Your task =
In two sentences, summarize the text on Willis Bouchey given below.

Selection =
□ □ □

Willis Ben Bouchey (May 24, 1907 – September 27, 1977) was an American character actor who appeared in almost 150 films and television shows. He was born in Vernon, Michigan, but raised by his mother and stepfather in Washington state. 

Bouchey may be best known for his movie appearances in The Horse Soldiers, The Long Gray Line, Sergeant Rutledge, Two Rode Together, The Man Who Shot Liberty Valance, The Big Heat, Pickup on South Street, No Name on the Bullet, and Suddenly. He also made uncredited appearances in From Here to Eternity, How the West Was Won, Them!, Executive Suite, and A Star is Born, and appears briefly in Frank Capra's cameo-filled comedy Pocketful of Miracles.

Radio
On old-time radio, Bouchey played the title role in Captain Midnight, Charles Williams in Kitty Keene, Inc., Stanley Bartlett in Midstream, and Pa Barton in The Story of Bud Barton. He was also a member of the ensemble cast of Your Parlor Playhouse.

Television
Bouchey projected a sober, dignified demeanor that served him well in character roles. He was a member of Jack Webb's Dragnet stock company, billed variously as "Willis Bouchey", "William Bouchey", "Willis Buchet," or "Bill Bouchey." He appeared as a sheep trader in the title 1958 episode "Cash Robertson" of the NBC children's western series, Buckskin. In 1960 to 1961, he was cast twice in the  ABC sitcom, Harrigan and Son, and four times in the role of Springer in the CBS sitcom, Pete and Gladys. In 1963 Bouchey appeared as Glen Hubbard on the TV western The Virginian in the episode titled "A Distant Fury." 

He guest-starred on CBS's Dennis the Menace and played a judge in 23 episodes of that same network's Perry Mason, "one of the more frequent judges on the bench" in that program. Also on CBS, on Rod Serling's The Twilight Zone, Willis Bouchey appeared as Dr. Samuel Thorne in the episode The Masks, which premiered March 20, 1964.

Also in 1964, he appeared on Petticoat Junction.  He was Dr. John Rhone in the episode "Kate Flat on Her Back".

He also worked again with Perry Mason title star Raymond Burr in an episode of NBC's Ironside. He made guest appearances on The Sheriff of Cochise (1957), Have Gun Will Travel, Crossroads; Richard Diamond, Private Detective; Johnny Ringo, Stoney Burke, Going My Way, The Dakotas, Hazel (5 episodes), The Munsters (2 episodes), McHale's Navy (3 episodes), The Andy Griffith Show,  and Get Smart.

On ABC's Colt .45 television series, Bouchey played Lew Wallace, the governor of New Mexico Territory, in the episode "Amnesty". Wallace offered a pardon to the bandit Billy the Kid, played on Colt .45 by Robert Conrad.

□ □ □

Data =
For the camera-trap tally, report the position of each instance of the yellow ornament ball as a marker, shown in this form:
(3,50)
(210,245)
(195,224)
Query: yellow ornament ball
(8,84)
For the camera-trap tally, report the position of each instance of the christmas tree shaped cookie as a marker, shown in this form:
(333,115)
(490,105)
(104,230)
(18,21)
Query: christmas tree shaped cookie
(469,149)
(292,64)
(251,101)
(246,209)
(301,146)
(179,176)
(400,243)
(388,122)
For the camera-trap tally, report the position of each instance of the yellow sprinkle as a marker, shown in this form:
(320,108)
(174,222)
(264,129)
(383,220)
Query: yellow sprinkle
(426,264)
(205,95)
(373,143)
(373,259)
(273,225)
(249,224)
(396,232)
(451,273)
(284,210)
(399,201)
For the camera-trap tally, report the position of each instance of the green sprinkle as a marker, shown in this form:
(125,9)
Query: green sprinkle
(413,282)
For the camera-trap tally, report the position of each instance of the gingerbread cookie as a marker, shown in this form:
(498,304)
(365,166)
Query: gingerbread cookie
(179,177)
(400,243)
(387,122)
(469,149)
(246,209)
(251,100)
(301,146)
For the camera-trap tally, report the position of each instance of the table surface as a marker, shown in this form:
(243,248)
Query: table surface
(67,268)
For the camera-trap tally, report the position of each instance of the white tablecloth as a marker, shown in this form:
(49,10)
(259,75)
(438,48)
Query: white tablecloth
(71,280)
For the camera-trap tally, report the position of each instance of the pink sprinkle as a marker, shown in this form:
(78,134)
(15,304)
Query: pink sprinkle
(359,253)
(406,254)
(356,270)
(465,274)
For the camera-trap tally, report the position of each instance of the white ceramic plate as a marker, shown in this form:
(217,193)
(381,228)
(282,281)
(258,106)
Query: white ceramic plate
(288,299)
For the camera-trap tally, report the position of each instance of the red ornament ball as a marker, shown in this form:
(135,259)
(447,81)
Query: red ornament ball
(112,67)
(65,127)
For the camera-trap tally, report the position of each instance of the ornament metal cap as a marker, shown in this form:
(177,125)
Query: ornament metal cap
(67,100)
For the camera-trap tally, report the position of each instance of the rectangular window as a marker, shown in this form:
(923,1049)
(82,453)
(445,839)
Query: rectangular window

□ □ □

Response to this exercise =
Willis Bouchey (1907–1977) was an American character actor who appeared in almost 150 films and television shows, including The Man Who Shot Liberty Valance and The Big Heat, and who played the title role in Captain Midnight on radio. On television he belonged to Jack Webb's Dragnet stock company, played a judge in 23 episodes of Perry Mason, and made guest appearances on many other series.